WHAT IS NEEDED =>
Output all of the entries exactly as written.

DATA IN THIS EXERCISE =>
****

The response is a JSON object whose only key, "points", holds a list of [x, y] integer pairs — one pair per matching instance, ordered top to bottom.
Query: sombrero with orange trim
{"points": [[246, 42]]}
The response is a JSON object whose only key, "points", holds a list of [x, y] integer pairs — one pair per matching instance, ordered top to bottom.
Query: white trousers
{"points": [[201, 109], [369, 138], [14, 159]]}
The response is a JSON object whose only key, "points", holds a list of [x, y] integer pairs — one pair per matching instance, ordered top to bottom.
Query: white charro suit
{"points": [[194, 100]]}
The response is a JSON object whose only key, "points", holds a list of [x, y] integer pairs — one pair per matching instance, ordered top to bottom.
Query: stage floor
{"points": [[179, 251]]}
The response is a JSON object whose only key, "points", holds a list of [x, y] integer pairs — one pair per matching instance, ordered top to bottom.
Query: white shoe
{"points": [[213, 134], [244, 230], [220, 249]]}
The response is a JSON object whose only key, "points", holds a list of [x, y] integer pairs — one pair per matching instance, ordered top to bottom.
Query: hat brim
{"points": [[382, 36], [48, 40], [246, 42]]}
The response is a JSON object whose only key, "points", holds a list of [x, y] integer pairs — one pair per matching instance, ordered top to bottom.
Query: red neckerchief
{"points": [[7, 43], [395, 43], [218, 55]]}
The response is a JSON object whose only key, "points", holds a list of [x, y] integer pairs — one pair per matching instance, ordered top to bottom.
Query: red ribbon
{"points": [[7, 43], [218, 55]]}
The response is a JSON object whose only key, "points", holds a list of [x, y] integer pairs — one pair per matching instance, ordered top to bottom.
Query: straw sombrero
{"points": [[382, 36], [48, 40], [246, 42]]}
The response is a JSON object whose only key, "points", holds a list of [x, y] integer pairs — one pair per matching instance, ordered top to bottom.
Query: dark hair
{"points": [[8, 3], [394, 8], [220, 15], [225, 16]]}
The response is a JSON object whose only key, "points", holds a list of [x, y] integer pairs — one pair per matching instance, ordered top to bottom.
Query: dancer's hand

****

ANSWER TO THIS PROBLEM =>
The response is a JSON object whose only key, "points", holds a list of [x, y] integer pairs — one pair per matching instance, ordered top to bottom.
Query: sombrero with orange trim
{"points": [[246, 42]]}
The response is a JSON object whose only key, "points", holds a list of [x, y] integer pairs — one pair per matching instance, ordered top to bottom.
Query: white trousers
{"points": [[201, 109], [369, 138], [14, 159]]}
The response is a JSON object whose only key, "points", holds a list of [x, y] integer pairs — one pair per matching instance, ordered top to bottom.
Query: white charro suit
{"points": [[194, 100]]}
The response is a JSON object whose only key, "points", holds a list of [x, y] integer pairs — one pair per matching instance, ordered top to bottom.
Query: stage floor
{"points": [[179, 251]]}
The response is a JSON object whose only key, "points", holds a list of [x, y] integer pairs — one pair per matching instance, ordered top to bottom.
Query: white shoe
{"points": [[213, 134], [244, 230], [220, 249]]}
The response is a JSON object whose only key, "points", holds a list of [x, y] integer pairs — one pair per matching instance, ordered top to bottom.
Query: hat brim
{"points": [[382, 36], [48, 40], [246, 42]]}
The response is a JSON object whose only key, "points", holds a list of [x, y] integer pairs — one pair per matching instance, ordered top to bottom.
Query: red neckerchief
{"points": [[7, 43], [395, 43], [218, 55]]}
The response is a JSON object whose only key, "points", holds a list of [x, y] integer pairs — one pair per matching instance, ordered top to bottom.
Query: red ribbon
{"points": [[7, 43], [218, 55]]}
The response is a JSON object whose only key, "points", holds a list of [x, y] integer pairs — one pair per matching instance, ordered top to bottom.
Query: straw sombrero
{"points": [[382, 36], [48, 40], [246, 42]]}
The response is a JSON object whose only key, "points", holds a list of [x, y] integer pairs — one pair per matching instance, ordered top to bottom.
Query: dark hair
{"points": [[8, 3], [394, 8], [220, 15], [225, 16]]}
The response is a JSON object whose only key, "points", holds a list of [x, y] integer pairs — one pair per matching instance, ordered top to bottom.
Query: dancer's hand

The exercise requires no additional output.